TEXT PROVIDED:
Content starts

New VA Crisis
Written by Editor   
Thursday, July 30, 2015 10:40 AM

The Secretary of the Department of Veterans Affairs asked Congress to allow the agency more discretion in how it spends its money saying the agency otherwise will be forced to shut down a number of hospitals and clinics around the country and delay new authorizations for care by months.  "What we're asking you to do is to use money that's already been appropriated to be spent for care in the community."

Observations:  With statements such as "stressed repeatedly that he was not asking for additional funds” and “ what we're asking you to do is to use money that's already been appropriated”, and “ what we're faced with is, you pass the laws to give veterans benefits. You pass the budget to pay for those benefits and we've got to execute that. When there's a mismatch between those laws and that budget it's a very difficult proposition,” it appears that the VA will be seeking to expend its money in ways other than intended by Congress.

Potential actions: 

  • Keep watch that VA programs that you rely upon are not upset by VA or Congressional budget manipulation.

 

The Secretary of the Department of Veterans Affairs asked Congress to allow the agency more discretion in how it spends its money saying the agency otherwise will be forced to shut down a number of hospitals and clinics around the country and delay new authorizations for care by months.

Content ends

ACTIVITY 1: Can you rewrite the VA crisis article from "Observations:  With statements" to "intended by Congress.", swapping "mismatch" for "discrepancy"?
ACTIVITY 2: How would the VA crisis article go on after its last sentence? Please continue it.

DATASET:
Content starts

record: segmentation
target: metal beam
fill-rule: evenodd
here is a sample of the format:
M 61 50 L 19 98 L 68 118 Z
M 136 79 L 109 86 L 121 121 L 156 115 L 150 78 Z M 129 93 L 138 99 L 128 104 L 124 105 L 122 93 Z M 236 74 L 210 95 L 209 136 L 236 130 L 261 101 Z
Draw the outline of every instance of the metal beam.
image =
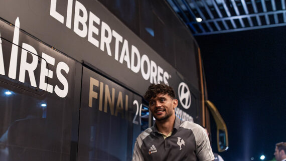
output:
M 194 36 L 201 36 L 201 35 L 208 35 L 216 34 L 222 34 L 222 33 L 230 33 L 230 32 L 234 32 L 242 31 L 247 31 L 247 30 L 250 30 L 264 29 L 264 28 L 267 28 L 285 26 L 286 26 L 286 23 L 278 24 L 271 24 L 271 25 L 267 25 L 267 26 L 265 25 L 265 26 L 255 26 L 255 27 L 249 27 L 249 28 L 245 28 L 230 29 L 228 30 L 218 31 L 215 31 L 215 32 L 212 32 L 212 33 L 210 33 L 210 32 L 204 33 L 201 33 L 201 34 L 194 34 Z
M 285 8 L 285 0 L 281 0 L 281 5 L 282 5 L 282 10 L 284 10 Z
M 248 12 L 248 9 L 247 9 L 247 6 L 246 6 L 246 3 L 245 3 L 245 1 L 241 0 L 241 4 L 242 4 L 242 7 L 244 10 L 245 14 L 248 15 L 249 14 L 249 12 Z M 252 20 L 251 20 L 250 17 L 247 17 L 247 20 L 248 21 L 249 26 L 250 26 L 250 27 L 253 26 L 253 23 L 252 23 Z
M 253 8 L 254 13 L 257 14 L 258 11 L 257 10 L 257 7 L 256 7 L 256 4 L 254 0 L 251 0 L 251 4 L 252 5 L 252 8 Z M 261 22 L 260 21 L 260 18 L 258 15 L 256 15 L 255 17 L 256 18 L 256 21 L 257 21 L 257 24 L 258 24 L 258 26 L 261 26 Z
M 226 6 L 226 4 L 225 4 L 224 1 L 222 1 L 222 6 L 223 6 L 223 8 L 224 9 L 224 10 L 225 11 L 225 13 L 226 13 L 227 16 L 229 17 L 231 17 L 231 15 L 230 14 L 230 12 L 229 12 L 228 8 Z M 232 19 L 230 20 L 230 22 L 231 23 L 231 24 L 232 24 L 233 28 L 236 29 L 237 28 L 236 25 L 235 24 L 235 23 L 234 23 L 233 20 Z
M 176 0 L 174 0 L 174 1 L 176 1 Z M 188 5 L 187 4 L 187 3 L 186 3 L 185 1 L 182 1 L 182 2 L 185 5 L 185 6 L 187 8 L 187 10 L 188 10 L 188 11 L 189 12 L 189 13 L 190 13 L 191 16 L 192 16 L 192 17 L 193 18 L 193 19 L 194 19 L 194 21 L 195 22 L 196 22 L 197 20 L 196 20 L 196 15 L 195 15 L 195 14 L 194 14 L 194 13 L 193 12 L 192 10 L 191 10 L 191 8 L 190 8 L 190 6 L 189 6 L 189 5 Z M 176 3 L 178 3 L 178 2 L 176 2 Z M 206 31 L 205 30 L 205 29 L 204 29 L 204 28 L 203 27 L 202 25 L 201 25 L 201 24 L 198 24 L 198 25 L 199 26 L 199 28 L 200 28 L 200 29 L 201 29 L 201 30 L 202 31 L 202 32 L 203 33 L 204 33 L 206 32 Z M 192 26 L 192 27 L 194 27 L 194 26 Z
M 235 3 L 234 0 L 231 0 L 231 4 L 232 4 L 232 7 L 233 7 L 233 9 L 234 9 L 234 11 L 235 11 L 235 14 L 236 14 L 236 15 L 237 16 L 240 15 L 240 14 L 239 13 L 239 11 L 238 11 L 238 9 L 237 8 L 237 6 L 236 6 L 236 4 Z M 244 23 L 243 23 L 242 19 L 239 19 L 238 20 L 239 20 L 240 25 L 241 25 L 241 27 L 243 28 L 245 27 L 245 26 L 244 25 Z
M 205 7 L 205 9 L 206 9 L 206 10 L 207 11 L 208 14 L 209 14 L 209 17 L 211 18 L 211 19 L 214 19 L 213 15 L 212 14 L 211 11 L 210 10 L 210 9 L 209 8 L 208 5 L 207 5 L 207 3 L 206 3 L 205 0 L 202 0 L 202 2 L 203 3 L 204 6 Z M 218 31 L 221 30 L 220 27 L 219 27 L 216 21 L 214 21 L 214 24 Z
M 275 11 L 276 4 L 275 4 L 275 0 L 271 0 L 271 4 L 272 5 L 272 9 L 273 10 L 273 11 Z M 277 14 L 274 14 L 274 20 L 275 24 L 278 24 L 279 23 Z
M 257 14 L 249 14 L 249 15 L 245 15 L 235 16 L 232 16 L 230 17 L 225 17 L 225 18 L 223 18 L 215 19 L 214 20 L 206 20 L 206 21 L 205 21 L 205 22 L 212 22 L 213 21 L 223 21 L 223 20 L 224 20 L 224 21 L 238 19 L 239 18 L 241 18 L 241 19 L 247 18 L 248 17 L 255 17 L 256 16 L 265 16 L 265 14 L 273 15 L 274 14 L 285 14 L 285 13 L 286 13 L 286 11 L 285 11 L 285 10 L 284 10 L 284 11 L 271 11 L 271 12 L 268 12 L 267 13 L 257 13 Z M 197 23 L 197 22 L 191 22 L 191 23 L 196 24 Z
M 265 4 L 265 1 L 264 0 L 261 0 L 261 5 L 262 7 L 263 12 L 264 13 L 267 12 L 267 8 L 266 8 L 266 5 Z M 265 20 L 266 21 L 266 24 L 267 25 L 270 24 L 270 21 L 269 21 L 269 17 L 267 14 L 265 14 Z
M 184 11 L 183 11 L 183 9 L 182 9 L 182 8 L 181 8 L 181 6 L 180 6 L 180 5 L 179 5 L 179 4 L 177 2 L 177 1 L 174 0 L 173 1 L 173 2 L 174 3 L 174 4 L 176 6 L 176 7 L 178 8 L 179 12 L 182 14 L 182 15 L 183 16 L 183 18 L 185 19 L 186 24 L 190 23 L 190 20 L 189 20 L 189 18 L 188 18 L 188 17 L 186 15 L 186 14 L 185 14 Z M 198 33 L 198 31 L 196 30 L 196 29 L 195 28 L 193 27 L 193 26 L 192 25 L 190 26 L 190 25 L 189 25 L 189 26 L 190 27 L 191 27 L 191 28 L 192 29 L 193 29 L 193 30 L 194 30 L 194 32 L 195 32 L 195 34 L 196 34 Z M 204 29 L 203 28 L 202 29 L 203 30 L 202 31 L 203 31 L 203 32 L 205 32 Z
M 183 1 L 183 2 L 185 1 L 185 0 L 182 0 L 182 1 Z M 197 3 L 196 3 L 195 0 L 192 0 L 192 2 L 193 2 L 193 4 L 195 6 L 196 9 L 197 10 L 197 11 L 198 11 L 198 13 L 199 13 L 199 15 L 200 15 L 200 16 L 201 17 L 201 18 L 203 19 L 203 20 L 206 20 L 207 19 L 206 19 L 206 17 L 205 17 L 205 16 L 204 15 L 204 14 L 203 14 L 202 11 L 201 11 L 201 9 L 200 9 L 200 8 L 197 5 Z M 189 6 L 189 5 L 188 5 L 188 6 Z M 209 28 L 209 30 L 211 32 L 213 31 L 213 28 L 211 27 L 211 26 L 210 25 L 210 24 L 209 24 L 208 23 L 206 23 L 206 25 L 207 25 L 207 27 L 208 27 L 208 28 Z
M 217 5 L 216 5 L 215 2 L 214 1 L 214 0 L 211 0 L 211 2 L 212 2 L 212 3 L 213 4 L 213 5 L 214 6 L 214 7 L 215 8 L 215 9 L 217 14 L 218 15 L 218 16 L 220 18 L 222 18 L 222 15 L 221 15 L 221 13 L 220 12 L 220 11 L 219 11 L 219 9 L 218 8 L 218 7 L 217 7 Z M 228 29 L 229 29 L 228 26 L 227 26 L 227 25 L 226 24 L 225 22 L 224 21 L 222 21 L 221 22 L 222 23 L 222 24 L 223 25 L 223 26 L 224 27 L 225 29 L 228 30 Z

Content ends

WRITTEN REPLY 1:
Observations:  With statements such as "stressed repeatedly that he was not asking for additional funds” and “ what we're asking you to do is to use money that's already been appropriated”, and “ what we're faced with is, you pass the laws to give veterans benefits. You pass the budget to pay for those benefits and we've got to execute that. When there's a discrepancy between those laws and that budget it's a very difficult proposition,” it appears that the VA will be seeking to expend its money in ways other than intended by Congress.

WRITTEN REPLY 2:
Members of the House Committee on Veteran's Affairs expressed frustration at "the eleventh hour" request.  Asked why he did not report the problem sooner, VA Secretary Robert McDonald, MBA, told the committee, "We thought we had a solution until about the middle of May. And that solution fell apart.”  McDonald stressed repeatedly that he was not asking for additional funds from Congress. "What we're asking you to do is to use money that's already been appropriated for the Choice program for care in the community to be spent for care in the community. That's what we're asking."

In late June, Deputy VA Secretary Sloan Gibson first told Congress the agency was $2.5 billion short of its fiscal year 2015 budget due to a surge in volume and the unanticipated costs of a newly approved hepatitis C treatment.  McDonald explained to the committee that the budget shortfall was caused by the 7 million additional appointments the VA helped complete this year compared with last year -- 4.5 million among (non-VA) providers in the community and 2.5 million at VA centers.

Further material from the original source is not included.